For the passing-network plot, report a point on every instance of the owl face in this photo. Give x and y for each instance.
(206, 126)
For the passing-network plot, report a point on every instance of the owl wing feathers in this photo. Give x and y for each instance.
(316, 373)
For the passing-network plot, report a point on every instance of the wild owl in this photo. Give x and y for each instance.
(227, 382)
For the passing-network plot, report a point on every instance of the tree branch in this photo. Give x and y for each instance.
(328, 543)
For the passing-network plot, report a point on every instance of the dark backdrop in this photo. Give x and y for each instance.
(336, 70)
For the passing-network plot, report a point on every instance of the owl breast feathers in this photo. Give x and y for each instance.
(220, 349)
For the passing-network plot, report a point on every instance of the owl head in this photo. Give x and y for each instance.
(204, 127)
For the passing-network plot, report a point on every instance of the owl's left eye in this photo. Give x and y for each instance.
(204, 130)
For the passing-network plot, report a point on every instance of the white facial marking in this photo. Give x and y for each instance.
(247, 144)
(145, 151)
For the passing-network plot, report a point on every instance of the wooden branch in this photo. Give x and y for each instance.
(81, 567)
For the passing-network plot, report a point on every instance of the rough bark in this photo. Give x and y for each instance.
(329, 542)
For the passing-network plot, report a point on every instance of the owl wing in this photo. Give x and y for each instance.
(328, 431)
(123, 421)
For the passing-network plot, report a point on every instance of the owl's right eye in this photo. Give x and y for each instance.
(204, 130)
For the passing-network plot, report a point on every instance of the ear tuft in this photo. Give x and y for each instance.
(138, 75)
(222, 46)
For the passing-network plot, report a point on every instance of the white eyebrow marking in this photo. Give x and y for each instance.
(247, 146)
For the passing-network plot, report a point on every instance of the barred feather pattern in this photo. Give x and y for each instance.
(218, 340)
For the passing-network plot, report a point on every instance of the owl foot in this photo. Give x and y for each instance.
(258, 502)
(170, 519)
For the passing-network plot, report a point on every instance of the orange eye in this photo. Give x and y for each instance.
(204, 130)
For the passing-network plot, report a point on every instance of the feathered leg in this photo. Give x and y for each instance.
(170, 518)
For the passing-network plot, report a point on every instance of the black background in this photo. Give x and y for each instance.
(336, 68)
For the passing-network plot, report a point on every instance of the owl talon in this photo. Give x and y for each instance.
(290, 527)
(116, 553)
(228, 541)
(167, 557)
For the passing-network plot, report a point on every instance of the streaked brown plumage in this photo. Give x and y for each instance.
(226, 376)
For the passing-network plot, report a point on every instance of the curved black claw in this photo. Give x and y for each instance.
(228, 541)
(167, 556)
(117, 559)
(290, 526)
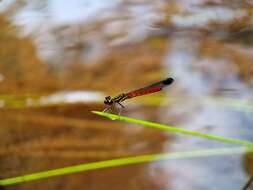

=-=-=-=-=

> [What is being asked] Recast the lines as a Markdown table with the columns "Row" and "Line", covering the lines from the one with "the owl foot" through the end of the records. Skip blank lines and leave the pictures out.

> [Result of the exercise]
| Row | Line |
|---|---|
| 1 | For the passing-network plot, report a point on every instance of the owl foot in this photo. Give x and y for each instance. |
| 2 | (258, 502) |
| 3 | (170, 519) |
| 4 | For the passing-network plot, report a point on every instance of the orange eye in this photo. Give x and y for each instance. |
| 5 | (204, 130) |
| 6 | For the passing-network plot, report a point on every instance of the feathered leg in this photo. Give x and y for each instance. |
| 7 | (170, 518) |
| 8 | For the passing-network plot, report a point on every instance of the black background in this photo. Give x and y for each instance. |
| 9 | (336, 68) |
| 10 | For the passing-network plot, report a point on every instance of the owl talon in this photo. Give x and y for each instance. |
| 11 | (290, 527) |
| 12 | (116, 553) |
| 13 | (228, 541) |
| 14 | (167, 557) |
| 15 | For the passing-network plot, report a point on every instance of the streaked brown plumage in this photo. Give x and y for each instance. |
| 16 | (226, 376) |
| 17 | For the passing-network plot, report a point on every instance of the curved black claw in this photo. Give x and y for each instance. |
| 18 | (228, 541) |
| 19 | (167, 556) |
| 20 | (117, 559) |
| 21 | (290, 526) |